* WHAT IS NEEDED *
Output each line from the one that contains "Examine the image and enumerate every asphalt" to the final line of the data below, exactly, and include nothing else.

* EXERCISE DATA *
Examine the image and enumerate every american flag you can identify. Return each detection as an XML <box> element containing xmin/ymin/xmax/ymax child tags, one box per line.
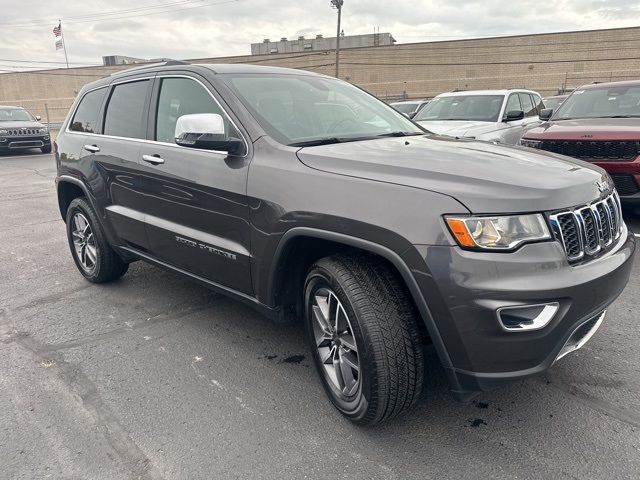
<box><xmin>53</xmin><ymin>22</ymin><xmax>61</xmax><ymax>37</ymax></box>
<box><xmin>55</xmin><ymin>39</ymin><xmax>63</xmax><ymax>50</ymax></box>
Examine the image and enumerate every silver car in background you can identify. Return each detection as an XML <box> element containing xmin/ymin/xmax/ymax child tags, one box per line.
<box><xmin>414</xmin><ymin>89</ymin><xmax>544</xmax><ymax>144</ymax></box>
<box><xmin>389</xmin><ymin>99</ymin><xmax>430</xmax><ymax>118</ymax></box>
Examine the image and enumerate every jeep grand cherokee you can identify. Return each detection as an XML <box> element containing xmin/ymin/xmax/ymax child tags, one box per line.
<box><xmin>54</xmin><ymin>63</ymin><xmax>635</xmax><ymax>425</ymax></box>
<box><xmin>521</xmin><ymin>80</ymin><xmax>640</xmax><ymax>211</ymax></box>
<box><xmin>0</xmin><ymin>105</ymin><xmax>51</xmax><ymax>154</ymax></box>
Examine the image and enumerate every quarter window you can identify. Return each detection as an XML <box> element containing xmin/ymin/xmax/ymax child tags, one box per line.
<box><xmin>155</xmin><ymin>77</ymin><xmax>226</xmax><ymax>144</ymax></box>
<box><xmin>103</xmin><ymin>80</ymin><xmax>150</xmax><ymax>139</ymax></box>
<box><xmin>70</xmin><ymin>88</ymin><xmax>106</xmax><ymax>133</ymax></box>
<box><xmin>519</xmin><ymin>93</ymin><xmax>536</xmax><ymax>117</ymax></box>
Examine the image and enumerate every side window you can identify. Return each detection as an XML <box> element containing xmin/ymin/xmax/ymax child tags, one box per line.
<box><xmin>155</xmin><ymin>77</ymin><xmax>226</xmax><ymax>144</ymax></box>
<box><xmin>532</xmin><ymin>94</ymin><xmax>544</xmax><ymax>114</ymax></box>
<box><xmin>103</xmin><ymin>80</ymin><xmax>150</xmax><ymax>139</ymax></box>
<box><xmin>504</xmin><ymin>94</ymin><xmax>522</xmax><ymax>116</ymax></box>
<box><xmin>69</xmin><ymin>88</ymin><xmax>106</xmax><ymax>133</ymax></box>
<box><xmin>519</xmin><ymin>93</ymin><xmax>536</xmax><ymax>117</ymax></box>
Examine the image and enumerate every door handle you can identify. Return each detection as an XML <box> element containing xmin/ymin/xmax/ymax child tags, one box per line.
<box><xmin>142</xmin><ymin>154</ymin><xmax>164</xmax><ymax>165</ymax></box>
<box><xmin>83</xmin><ymin>144</ymin><xmax>100</xmax><ymax>153</ymax></box>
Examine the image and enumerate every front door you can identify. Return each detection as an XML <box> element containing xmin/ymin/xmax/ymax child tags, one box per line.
<box><xmin>138</xmin><ymin>75</ymin><xmax>253</xmax><ymax>294</ymax></box>
<box><xmin>501</xmin><ymin>93</ymin><xmax>526</xmax><ymax>145</ymax></box>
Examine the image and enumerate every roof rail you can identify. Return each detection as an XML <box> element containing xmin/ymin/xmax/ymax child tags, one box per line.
<box><xmin>110</xmin><ymin>59</ymin><xmax>190</xmax><ymax>76</ymax></box>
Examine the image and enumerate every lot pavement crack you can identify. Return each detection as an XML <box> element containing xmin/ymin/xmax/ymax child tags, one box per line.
<box><xmin>540</xmin><ymin>376</ymin><xmax>640</xmax><ymax>428</ymax></box>
<box><xmin>12</xmin><ymin>333</ymin><xmax>165</xmax><ymax>480</ymax></box>
<box><xmin>42</xmin><ymin>292</ymin><xmax>220</xmax><ymax>352</ymax></box>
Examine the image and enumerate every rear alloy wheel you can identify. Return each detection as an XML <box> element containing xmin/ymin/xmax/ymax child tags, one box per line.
<box><xmin>304</xmin><ymin>253</ymin><xmax>424</xmax><ymax>425</ymax></box>
<box><xmin>71</xmin><ymin>212</ymin><xmax>98</xmax><ymax>273</ymax></box>
<box><xmin>65</xmin><ymin>197</ymin><xmax>129</xmax><ymax>283</ymax></box>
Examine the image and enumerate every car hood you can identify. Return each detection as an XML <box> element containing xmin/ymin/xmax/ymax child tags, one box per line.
<box><xmin>0</xmin><ymin>120</ymin><xmax>45</xmax><ymax>129</ymax></box>
<box><xmin>296</xmin><ymin>135</ymin><xmax>609</xmax><ymax>213</ymax></box>
<box><xmin>416</xmin><ymin>120</ymin><xmax>498</xmax><ymax>138</ymax></box>
<box><xmin>523</xmin><ymin>118</ymin><xmax>640</xmax><ymax>141</ymax></box>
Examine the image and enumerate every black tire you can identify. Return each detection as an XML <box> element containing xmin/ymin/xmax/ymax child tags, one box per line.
<box><xmin>65</xmin><ymin>197</ymin><xmax>128</xmax><ymax>283</ymax></box>
<box><xmin>41</xmin><ymin>145</ymin><xmax>52</xmax><ymax>154</ymax></box>
<box><xmin>304</xmin><ymin>253</ymin><xmax>424</xmax><ymax>425</ymax></box>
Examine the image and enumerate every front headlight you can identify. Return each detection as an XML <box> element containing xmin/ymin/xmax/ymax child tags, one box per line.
<box><xmin>38</xmin><ymin>128</ymin><xmax>47</xmax><ymax>134</ymax></box>
<box><xmin>445</xmin><ymin>214</ymin><xmax>551</xmax><ymax>250</ymax></box>
<box><xmin>519</xmin><ymin>139</ymin><xmax>541</xmax><ymax>149</ymax></box>
<box><xmin>0</xmin><ymin>129</ymin><xmax>7</xmax><ymax>135</ymax></box>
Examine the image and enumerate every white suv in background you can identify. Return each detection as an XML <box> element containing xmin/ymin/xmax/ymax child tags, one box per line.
<box><xmin>414</xmin><ymin>89</ymin><xmax>544</xmax><ymax>144</ymax></box>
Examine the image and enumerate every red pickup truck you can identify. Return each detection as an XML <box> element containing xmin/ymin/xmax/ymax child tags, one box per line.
<box><xmin>520</xmin><ymin>80</ymin><xmax>640</xmax><ymax>212</ymax></box>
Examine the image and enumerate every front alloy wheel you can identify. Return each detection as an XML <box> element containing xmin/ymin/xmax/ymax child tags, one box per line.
<box><xmin>312</xmin><ymin>288</ymin><xmax>360</xmax><ymax>398</ymax></box>
<box><xmin>304</xmin><ymin>253</ymin><xmax>424</xmax><ymax>425</ymax></box>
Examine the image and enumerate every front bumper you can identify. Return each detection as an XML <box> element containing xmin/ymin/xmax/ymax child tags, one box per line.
<box><xmin>593</xmin><ymin>158</ymin><xmax>640</xmax><ymax>203</ymax></box>
<box><xmin>406</xmin><ymin>225</ymin><xmax>635</xmax><ymax>399</ymax></box>
<box><xmin>0</xmin><ymin>135</ymin><xmax>51</xmax><ymax>150</ymax></box>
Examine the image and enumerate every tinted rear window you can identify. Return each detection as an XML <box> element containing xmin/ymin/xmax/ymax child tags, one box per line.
<box><xmin>70</xmin><ymin>88</ymin><xmax>106</xmax><ymax>133</ymax></box>
<box><xmin>103</xmin><ymin>80</ymin><xmax>150</xmax><ymax>139</ymax></box>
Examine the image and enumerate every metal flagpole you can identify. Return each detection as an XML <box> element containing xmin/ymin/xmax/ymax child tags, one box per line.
<box><xmin>59</xmin><ymin>20</ymin><xmax>69</xmax><ymax>68</ymax></box>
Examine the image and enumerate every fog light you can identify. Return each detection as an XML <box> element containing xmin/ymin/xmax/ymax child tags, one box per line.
<box><xmin>497</xmin><ymin>302</ymin><xmax>559</xmax><ymax>332</ymax></box>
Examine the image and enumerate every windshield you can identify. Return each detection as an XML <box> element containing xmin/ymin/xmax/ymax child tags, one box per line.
<box><xmin>554</xmin><ymin>85</ymin><xmax>640</xmax><ymax>120</ymax></box>
<box><xmin>0</xmin><ymin>108</ymin><xmax>34</xmax><ymax>122</ymax></box>
<box><xmin>414</xmin><ymin>94</ymin><xmax>503</xmax><ymax>122</ymax></box>
<box><xmin>221</xmin><ymin>73</ymin><xmax>423</xmax><ymax>146</ymax></box>
<box><xmin>392</xmin><ymin>103</ymin><xmax>419</xmax><ymax>114</ymax></box>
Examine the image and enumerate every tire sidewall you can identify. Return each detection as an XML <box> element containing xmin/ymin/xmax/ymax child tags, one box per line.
<box><xmin>66</xmin><ymin>199</ymin><xmax>103</xmax><ymax>281</ymax></box>
<box><xmin>304</xmin><ymin>264</ymin><xmax>374</xmax><ymax>422</ymax></box>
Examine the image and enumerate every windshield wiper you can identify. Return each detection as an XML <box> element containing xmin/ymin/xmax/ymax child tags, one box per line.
<box><xmin>375</xmin><ymin>131</ymin><xmax>424</xmax><ymax>137</ymax></box>
<box><xmin>289</xmin><ymin>137</ymin><xmax>344</xmax><ymax>147</ymax></box>
<box><xmin>602</xmin><ymin>115</ymin><xmax>640</xmax><ymax>118</ymax></box>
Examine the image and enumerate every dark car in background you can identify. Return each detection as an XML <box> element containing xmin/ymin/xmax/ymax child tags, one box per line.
<box><xmin>542</xmin><ymin>94</ymin><xmax>569</xmax><ymax>110</ymax></box>
<box><xmin>521</xmin><ymin>80</ymin><xmax>640</xmax><ymax>211</ymax></box>
<box><xmin>389</xmin><ymin>99</ymin><xmax>430</xmax><ymax>118</ymax></box>
<box><xmin>54</xmin><ymin>63</ymin><xmax>634</xmax><ymax>425</ymax></box>
<box><xmin>0</xmin><ymin>105</ymin><xmax>51</xmax><ymax>154</ymax></box>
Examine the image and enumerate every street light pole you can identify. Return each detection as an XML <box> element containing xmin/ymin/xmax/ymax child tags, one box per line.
<box><xmin>331</xmin><ymin>0</ymin><xmax>344</xmax><ymax>78</ymax></box>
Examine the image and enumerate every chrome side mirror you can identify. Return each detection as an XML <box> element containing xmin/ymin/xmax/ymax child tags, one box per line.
<box><xmin>174</xmin><ymin>113</ymin><xmax>244</xmax><ymax>155</ymax></box>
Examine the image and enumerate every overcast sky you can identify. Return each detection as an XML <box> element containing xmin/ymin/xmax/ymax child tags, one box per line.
<box><xmin>0</xmin><ymin>0</ymin><xmax>639</xmax><ymax>71</ymax></box>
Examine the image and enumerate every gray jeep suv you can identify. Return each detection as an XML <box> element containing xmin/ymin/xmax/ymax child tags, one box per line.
<box><xmin>0</xmin><ymin>105</ymin><xmax>51</xmax><ymax>154</ymax></box>
<box><xmin>54</xmin><ymin>62</ymin><xmax>635</xmax><ymax>425</ymax></box>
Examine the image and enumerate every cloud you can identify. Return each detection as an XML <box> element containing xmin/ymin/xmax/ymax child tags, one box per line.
<box><xmin>0</xmin><ymin>0</ymin><xmax>639</xmax><ymax>70</ymax></box>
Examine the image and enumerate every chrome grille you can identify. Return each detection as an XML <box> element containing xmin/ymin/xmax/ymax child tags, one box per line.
<box><xmin>549</xmin><ymin>191</ymin><xmax>623</xmax><ymax>263</ymax></box>
<box><xmin>5</xmin><ymin>128</ymin><xmax>41</xmax><ymax>136</ymax></box>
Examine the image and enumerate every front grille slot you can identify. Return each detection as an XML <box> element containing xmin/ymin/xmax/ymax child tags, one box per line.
<box><xmin>539</xmin><ymin>140</ymin><xmax>640</xmax><ymax>161</ymax></box>
<box><xmin>6</xmin><ymin>128</ymin><xmax>40</xmax><ymax>136</ymax></box>
<box><xmin>549</xmin><ymin>191</ymin><xmax>623</xmax><ymax>264</ymax></box>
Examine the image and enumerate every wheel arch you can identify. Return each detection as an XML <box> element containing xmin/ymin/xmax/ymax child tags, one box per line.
<box><xmin>56</xmin><ymin>175</ymin><xmax>91</xmax><ymax>222</ymax></box>
<box><xmin>268</xmin><ymin>227</ymin><xmax>460</xmax><ymax>390</ymax></box>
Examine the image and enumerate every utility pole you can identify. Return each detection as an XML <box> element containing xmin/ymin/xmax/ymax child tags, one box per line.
<box><xmin>330</xmin><ymin>0</ymin><xmax>344</xmax><ymax>78</ymax></box>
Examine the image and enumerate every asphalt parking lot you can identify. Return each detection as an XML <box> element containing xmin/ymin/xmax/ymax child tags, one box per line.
<box><xmin>1</xmin><ymin>151</ymin><xmax>639</xmax><ymax>480</ymax></box>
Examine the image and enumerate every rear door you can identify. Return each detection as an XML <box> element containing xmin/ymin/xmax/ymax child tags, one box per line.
<box><xmin>137</xmin><ymin>74</ymin><xmax>253</xmax><ymax>294</ymax></box>
<box><xmin>85</xmin><ymin>76</ymin><xmax>153</xmax><ymax>250</ymax></box>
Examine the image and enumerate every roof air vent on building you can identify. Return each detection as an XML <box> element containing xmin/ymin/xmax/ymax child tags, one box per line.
<box><xmin>263</xmin><ymin>38</ymin><xmax>270</xmax><ymax>43</ymax></box>
<box><xmin>298</xmin><ymin>36</ymin><xmax>305</xmax><ymax>40</ymax></box>
<box><xmin>316</xmin><ymin>34</ymin><xmax>323</xmax><ymax>39</ymax></box>
<box><xmin>280</xmin><ymin>37</ymin><xmax>287</xmax><ymax>42</ymax></box>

* EXPECTED OUTPUT *
Examine the image and enumerate every asphalt parking lot you can identify. Return each detection as an XML <box> element containing xmin/ymin/xmax/ymax child tags, one box per line.
<box><xmin>1</xmin><ymin>151</ymin><xmax>639</xmax><ymax>480</ymax></box>
Examine the image and enumerate every rear door you can identify. Return each detection as an XML <box> element containing xmin/ymin/xmax/ymax child tags, one box per line.
<box><xmin>137</xmin><ymin>74</ymin><xmax>253</xmax><ymax>294</ymax></box>
<box><xmin>85</xmin><ymin>76</ymin><xmax>153</xmax><ymax>250</ymax></box>
Examine the image and enumerate every roof air vent on building you can identify. Return each detection as an XML <box> element containing xmin/ymin/xmax/ymax child tags, one box per line.
<box><xmin>263</xmin><ymin>38</ymin><xmax>270</xmax><ymax>43</ymax></box>
<box><xmin>298</xmin><ymin>36</ymin><xmax>305</xmax><ymax>40</ymax></box>
<box><xmin>316</xmin><ymin>34</ymin><xmax>323</xmax><ymax>39</ymax></box>
<box><xmin>280</xmin><ymin>37</ymin><xmax>287</xmax><ymax>42</ymax></box>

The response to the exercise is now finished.